>> Start Provided data

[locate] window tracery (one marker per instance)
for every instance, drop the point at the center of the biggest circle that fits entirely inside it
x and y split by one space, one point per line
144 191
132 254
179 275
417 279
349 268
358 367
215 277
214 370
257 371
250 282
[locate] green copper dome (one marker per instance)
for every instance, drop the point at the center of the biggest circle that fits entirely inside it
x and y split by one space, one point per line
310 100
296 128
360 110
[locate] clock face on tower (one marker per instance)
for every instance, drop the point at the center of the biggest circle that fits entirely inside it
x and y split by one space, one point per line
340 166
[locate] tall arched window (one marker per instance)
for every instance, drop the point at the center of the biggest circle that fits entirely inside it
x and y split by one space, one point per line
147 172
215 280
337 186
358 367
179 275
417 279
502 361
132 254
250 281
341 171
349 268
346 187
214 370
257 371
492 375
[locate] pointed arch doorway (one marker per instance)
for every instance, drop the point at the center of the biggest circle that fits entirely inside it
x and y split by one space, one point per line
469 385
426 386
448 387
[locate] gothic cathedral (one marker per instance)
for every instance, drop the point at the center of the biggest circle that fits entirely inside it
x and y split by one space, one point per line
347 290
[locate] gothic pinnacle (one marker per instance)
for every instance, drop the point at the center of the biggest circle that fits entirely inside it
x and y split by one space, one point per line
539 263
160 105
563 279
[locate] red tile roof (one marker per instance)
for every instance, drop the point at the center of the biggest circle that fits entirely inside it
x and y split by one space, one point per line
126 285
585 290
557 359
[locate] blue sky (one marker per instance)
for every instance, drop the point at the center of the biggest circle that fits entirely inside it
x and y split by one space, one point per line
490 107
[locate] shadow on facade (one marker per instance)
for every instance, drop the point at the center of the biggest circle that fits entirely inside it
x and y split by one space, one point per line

>> End Provided data

**What the task asks:** Write out the material from the first line to the last, exactly.

**Finished task:**
[locate] window tracery (one marker per instance)
for every instance, drop the point at the center of the biggest circle that fits entirely inside it
x and y split by one space, one point per line
144 191
132 254
179 275
417 279
349 268
358 367
215 277
214 370
257 371
250 282
[locate] green copper dome (one marker per instance)
for every instance, drop the point at the center of the biggest circle that fits entirely inside it
x and y split by one space, one point per line
310 100
296 128
360 110
[locate] clock face on tower (one marker per instance)
for every instance, drop the point at the center of the biggest circle that fits entirely inside it
x and y split by one space, one point per line
340 166
[locate] tall arched window (one marker per instance)
for every instance, drop the point at the center of the biggest circle that fits entirely inside it
x and y split by one space, one point per line
147 172
215 280
337 186
358 367
179 275
417 279
502 361
132 254
250 281
341 171
349 268
346 187
214 370
257 371
492 375
[locate] pointed arch doorway (one marker per instance)
for every instance, drop the point at the center of the biggest circle that fits entirely inside it
x and y split by one space, one point per line
469 385
426 386
448 387
[locate] gothic cathedral (one marker per instance)
for every instance, drop the point at the center of the biggest circle that fits entirely inside it
x and y split by one space, one point per line
347 290
[locate] gothic pinnacle (one marker per instance)
for every instance, drop the point at the center of the biggest circle that fits entirely inside it
x and y split by one space, one point per line
539 263
160 105
563 279
[locate] red tile roof (one marker per instance)
for every instance, drop the point at the center of the biggest circle that fits entirely inside it
x and y split by one space, one point per line
126 285
585 290
557 359
[locate] blue sky (one marker per instance)
for every instance, drop the point at the center of the biggest circle that fits entirely inside it
x and y split by one space, one point per line
490 107
[locate] shadow on facade (one marker per instance)
for every instance, drop the point at the center of the biggest circle that fits entirely inside it
x and y split by one space, one point per line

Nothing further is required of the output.